**Do this**
Copy the rows below word for word, from the line containing "Task: Where can the wooden" through the end of the rows.

**Material shown**
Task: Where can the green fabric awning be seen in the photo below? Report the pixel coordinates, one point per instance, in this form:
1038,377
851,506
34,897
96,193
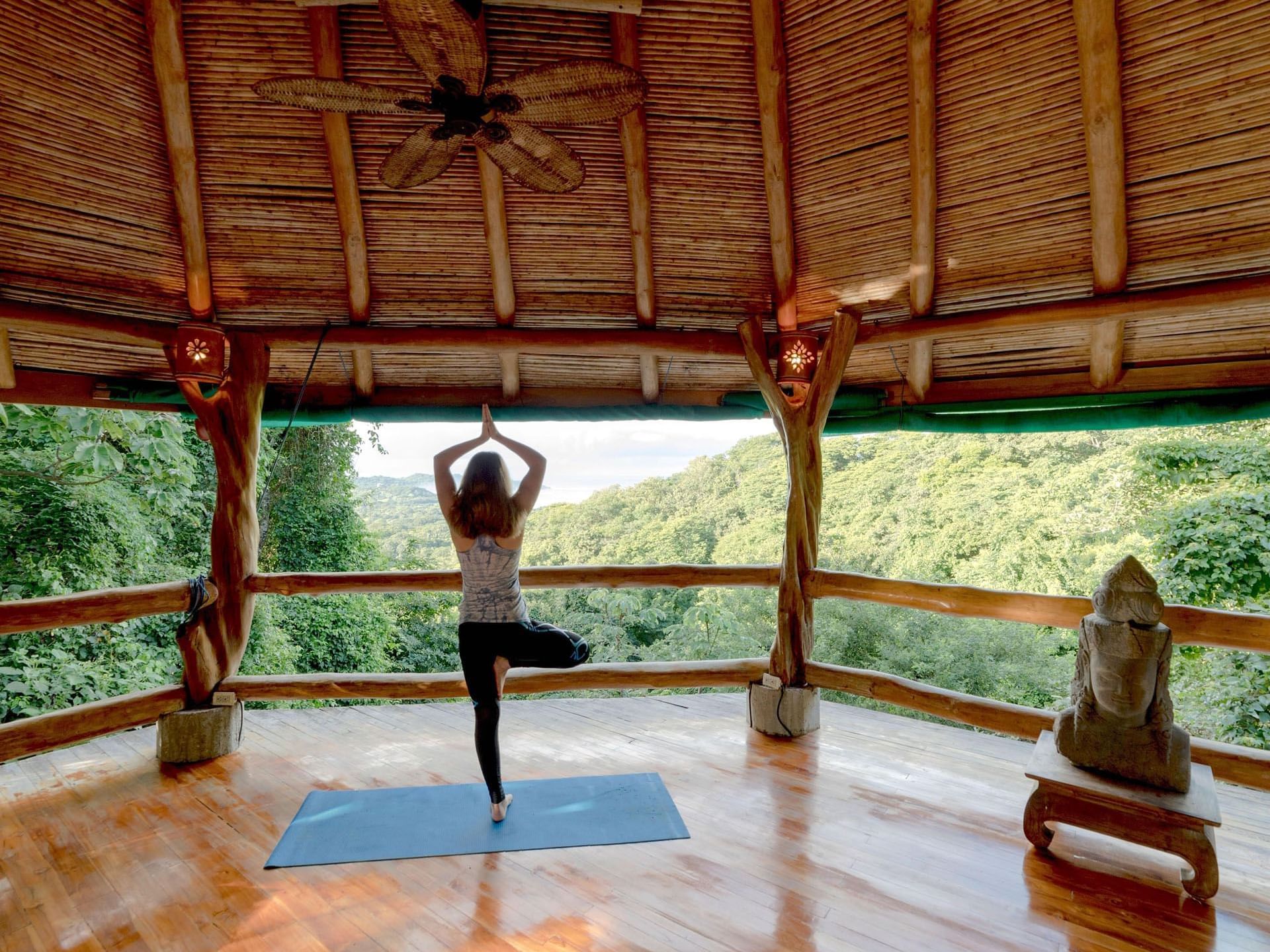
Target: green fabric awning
854,412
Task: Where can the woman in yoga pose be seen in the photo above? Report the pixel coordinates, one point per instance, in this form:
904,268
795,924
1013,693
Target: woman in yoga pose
495,633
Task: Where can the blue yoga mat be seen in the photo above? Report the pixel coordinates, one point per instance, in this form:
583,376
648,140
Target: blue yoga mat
399,823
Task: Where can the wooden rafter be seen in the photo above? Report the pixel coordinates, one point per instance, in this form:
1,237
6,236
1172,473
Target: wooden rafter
633,7
921,158
8,375
1213,375
168,52
1099,46
770,74
624,32
494,211
329,63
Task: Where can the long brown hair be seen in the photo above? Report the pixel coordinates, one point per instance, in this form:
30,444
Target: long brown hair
483,504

**The answer**
Task: Where can the wooden rafter be seen in the photo above? Report the pixel coordinates, one point per instance, in this form:
1,237
6,236
1172,473
Target: wooden rafter
633,7
921,158
8,375
1213,375
168,52
1099,46
770,74
624,32
494,211
329,63
Task: Where can the long brown hair be seen in the photo above? Report the pixel coordinates, one point per instance, in this form:
30,444
Target: long brown hair
483,504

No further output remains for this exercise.